** Selected excerpt **
Right, but how is "Hall of Fame" any value? There are many users here with half the number of posts to get to that level, that are of such value to the membership here that they are legends. This is why I think the names are of no value if people view them as a quantification of their worth rather than the quality of their posts.


----------



## jrjcd

being a hall of famer has no intrinsic worth....

but before yesterday, it was kinda a fun thing...


----------



## James_F

Exactly, just because Barry Bonds will be a hall of famer, doesn't mean that people will respect him. (You know its all about Barry ) Heck my cats don't respect me. :crying:


----------



## Chris Blount

Can't we all just get along? 

Let me try to make this easy to understand. If you are still able to post here, your weren't the problem.


----------



## Richard King

Keep up the good work guys. It's a shame that the banned person felt that he had to be the center of attention all the time, but give him time and he will (hopefully) do some growing up. Great site, still.

** Problems and tasks **
1. In the forum thread, who does James_F say will be a hall of famer?
2. Copy the forum thread between "Exactly, just because" and "just get along?", inclusive.

** Extracted information **
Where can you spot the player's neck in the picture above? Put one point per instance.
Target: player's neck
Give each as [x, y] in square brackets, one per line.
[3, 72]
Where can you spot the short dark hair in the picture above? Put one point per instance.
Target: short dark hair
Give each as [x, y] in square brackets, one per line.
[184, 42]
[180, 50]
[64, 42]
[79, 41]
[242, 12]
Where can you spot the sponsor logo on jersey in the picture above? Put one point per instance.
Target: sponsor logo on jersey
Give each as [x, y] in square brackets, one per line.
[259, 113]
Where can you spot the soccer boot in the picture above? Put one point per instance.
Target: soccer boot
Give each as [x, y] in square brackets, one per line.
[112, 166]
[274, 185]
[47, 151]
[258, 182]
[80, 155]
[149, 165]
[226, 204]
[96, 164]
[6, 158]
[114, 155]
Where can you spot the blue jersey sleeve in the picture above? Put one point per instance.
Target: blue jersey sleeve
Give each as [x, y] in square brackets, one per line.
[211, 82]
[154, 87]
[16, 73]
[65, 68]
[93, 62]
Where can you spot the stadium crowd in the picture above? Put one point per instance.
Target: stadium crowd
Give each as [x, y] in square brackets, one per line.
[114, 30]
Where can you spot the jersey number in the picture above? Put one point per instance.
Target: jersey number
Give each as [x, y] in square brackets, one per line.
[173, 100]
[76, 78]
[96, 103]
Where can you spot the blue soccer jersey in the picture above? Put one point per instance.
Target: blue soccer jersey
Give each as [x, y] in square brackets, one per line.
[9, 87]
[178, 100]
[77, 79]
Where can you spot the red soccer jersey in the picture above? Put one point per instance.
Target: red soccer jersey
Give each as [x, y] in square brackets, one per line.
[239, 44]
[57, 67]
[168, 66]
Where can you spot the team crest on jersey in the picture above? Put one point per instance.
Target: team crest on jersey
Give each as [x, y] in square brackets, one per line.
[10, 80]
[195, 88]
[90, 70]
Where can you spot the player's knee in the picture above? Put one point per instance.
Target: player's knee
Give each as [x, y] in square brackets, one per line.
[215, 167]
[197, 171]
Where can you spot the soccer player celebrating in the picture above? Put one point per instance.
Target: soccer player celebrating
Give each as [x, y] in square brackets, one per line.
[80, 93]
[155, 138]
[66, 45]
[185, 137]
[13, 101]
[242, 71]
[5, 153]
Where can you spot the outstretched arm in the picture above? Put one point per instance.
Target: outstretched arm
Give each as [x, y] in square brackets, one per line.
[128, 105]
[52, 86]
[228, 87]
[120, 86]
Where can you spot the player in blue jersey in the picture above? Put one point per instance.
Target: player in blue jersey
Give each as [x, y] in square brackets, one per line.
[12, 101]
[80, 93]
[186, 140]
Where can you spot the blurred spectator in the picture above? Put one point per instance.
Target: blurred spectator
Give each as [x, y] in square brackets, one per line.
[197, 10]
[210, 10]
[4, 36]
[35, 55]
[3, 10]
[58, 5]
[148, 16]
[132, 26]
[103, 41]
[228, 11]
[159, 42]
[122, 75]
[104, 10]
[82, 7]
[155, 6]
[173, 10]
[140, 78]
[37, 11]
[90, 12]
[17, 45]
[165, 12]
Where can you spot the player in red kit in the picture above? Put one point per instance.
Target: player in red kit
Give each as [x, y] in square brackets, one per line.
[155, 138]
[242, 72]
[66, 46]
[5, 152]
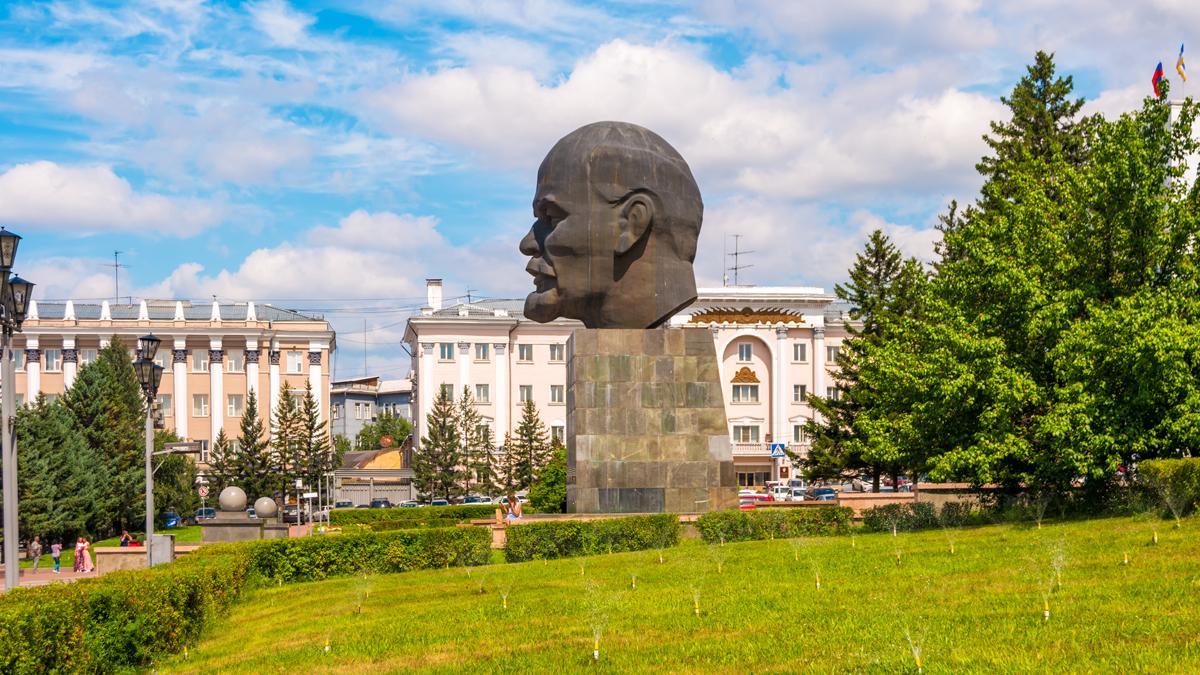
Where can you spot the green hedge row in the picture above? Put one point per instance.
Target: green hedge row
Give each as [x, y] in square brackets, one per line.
[544, 541]
[1175, 482]
[461, 513]
[123, 620]
[773, 523]
[311, 559]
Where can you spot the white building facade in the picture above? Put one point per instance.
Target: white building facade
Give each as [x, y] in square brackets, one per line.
[775, 346]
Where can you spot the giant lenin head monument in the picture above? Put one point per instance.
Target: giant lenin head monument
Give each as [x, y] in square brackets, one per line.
[617, 219]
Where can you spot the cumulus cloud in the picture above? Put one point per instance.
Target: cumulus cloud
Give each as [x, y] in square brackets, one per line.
[85, 199]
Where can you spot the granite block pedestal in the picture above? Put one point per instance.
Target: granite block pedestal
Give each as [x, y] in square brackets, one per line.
[646, 429]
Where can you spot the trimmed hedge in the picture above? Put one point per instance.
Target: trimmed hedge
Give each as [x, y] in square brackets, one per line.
[564, 538]
[773, 523]
[311, 559]
[461, 513]
[1175, 482]
[123, 620]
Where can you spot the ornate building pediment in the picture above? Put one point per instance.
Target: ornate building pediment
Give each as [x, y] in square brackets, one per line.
[745, 376]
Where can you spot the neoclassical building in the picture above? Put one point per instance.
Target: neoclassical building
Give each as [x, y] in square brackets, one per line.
[213, 356]
[775, 347]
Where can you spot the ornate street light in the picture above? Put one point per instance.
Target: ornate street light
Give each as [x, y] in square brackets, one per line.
[9, 243]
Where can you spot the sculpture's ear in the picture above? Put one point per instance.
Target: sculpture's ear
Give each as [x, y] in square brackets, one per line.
[636, 215]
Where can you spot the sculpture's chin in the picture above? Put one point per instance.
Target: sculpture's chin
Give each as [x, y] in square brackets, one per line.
[543, 305]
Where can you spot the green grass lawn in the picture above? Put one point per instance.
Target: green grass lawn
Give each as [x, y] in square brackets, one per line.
[190, 535]
[978, 609]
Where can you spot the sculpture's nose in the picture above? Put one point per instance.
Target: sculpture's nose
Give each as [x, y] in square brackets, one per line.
[529, 244]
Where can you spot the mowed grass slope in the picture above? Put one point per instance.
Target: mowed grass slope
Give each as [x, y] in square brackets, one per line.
[979, 609]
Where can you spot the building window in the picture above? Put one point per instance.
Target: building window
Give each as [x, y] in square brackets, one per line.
[745, 434]
[798, 434]
[745, 351]
[745, 393]
[235, 360]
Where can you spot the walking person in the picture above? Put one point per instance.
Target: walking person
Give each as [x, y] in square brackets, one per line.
[35, 551]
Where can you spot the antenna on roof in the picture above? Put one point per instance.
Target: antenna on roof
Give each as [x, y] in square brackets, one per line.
[737, 256]
[117, 282]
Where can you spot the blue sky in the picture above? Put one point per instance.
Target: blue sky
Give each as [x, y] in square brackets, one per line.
[333, 155]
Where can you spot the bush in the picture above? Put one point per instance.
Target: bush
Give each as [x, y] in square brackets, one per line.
[461, 513]
[564, 538]
[773, 523]
[1175, 482]
[120, 620]
[312, 559]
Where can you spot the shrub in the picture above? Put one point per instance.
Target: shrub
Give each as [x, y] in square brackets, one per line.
[773, 523]
[461, 513]
[311, 559]
[564, 538]
[1175, 482]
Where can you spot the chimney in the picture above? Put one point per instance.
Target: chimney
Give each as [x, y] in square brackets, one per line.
[433, 293]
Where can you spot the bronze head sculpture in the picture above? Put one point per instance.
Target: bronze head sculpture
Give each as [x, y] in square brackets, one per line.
[618, 216]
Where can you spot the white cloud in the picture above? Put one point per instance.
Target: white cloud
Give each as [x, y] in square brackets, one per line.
[87, 199]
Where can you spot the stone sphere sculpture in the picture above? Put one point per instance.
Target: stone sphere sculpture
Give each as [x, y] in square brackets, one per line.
[233, 499]
[265, 507]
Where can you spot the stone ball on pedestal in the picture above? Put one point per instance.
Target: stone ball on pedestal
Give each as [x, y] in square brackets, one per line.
[232, 499]
[265, 507]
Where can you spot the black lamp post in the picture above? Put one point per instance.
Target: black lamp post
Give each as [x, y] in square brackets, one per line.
[150, 376]
[15, 293]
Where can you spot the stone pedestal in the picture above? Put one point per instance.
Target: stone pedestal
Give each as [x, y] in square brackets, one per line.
[646, 429]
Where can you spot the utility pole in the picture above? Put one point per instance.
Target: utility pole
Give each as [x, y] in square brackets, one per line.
[737, 256]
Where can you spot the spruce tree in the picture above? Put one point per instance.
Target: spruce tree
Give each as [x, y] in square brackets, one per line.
[437, 467]
[255, 466]
[531, 446]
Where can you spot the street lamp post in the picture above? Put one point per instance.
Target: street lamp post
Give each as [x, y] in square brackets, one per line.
[13, 303]
[150, 375]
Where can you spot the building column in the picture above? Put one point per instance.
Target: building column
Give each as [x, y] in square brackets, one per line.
[779, 386]
[252, 368]
[33, 369]
[70, 362]
[315, 380]
[501, 398]
[273, 378]
[216, 388]
[819, 360]
[179, 386]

** The responses **
1. Barry Bonds

2.
Exactly, just because Barry Bonds will be a hall of famer, doesn't mean that people will respect him. (You know its all about Barry ) Heck my cats don't respect me. :crying:


----------



## Chris Blount

Can't we all just get along?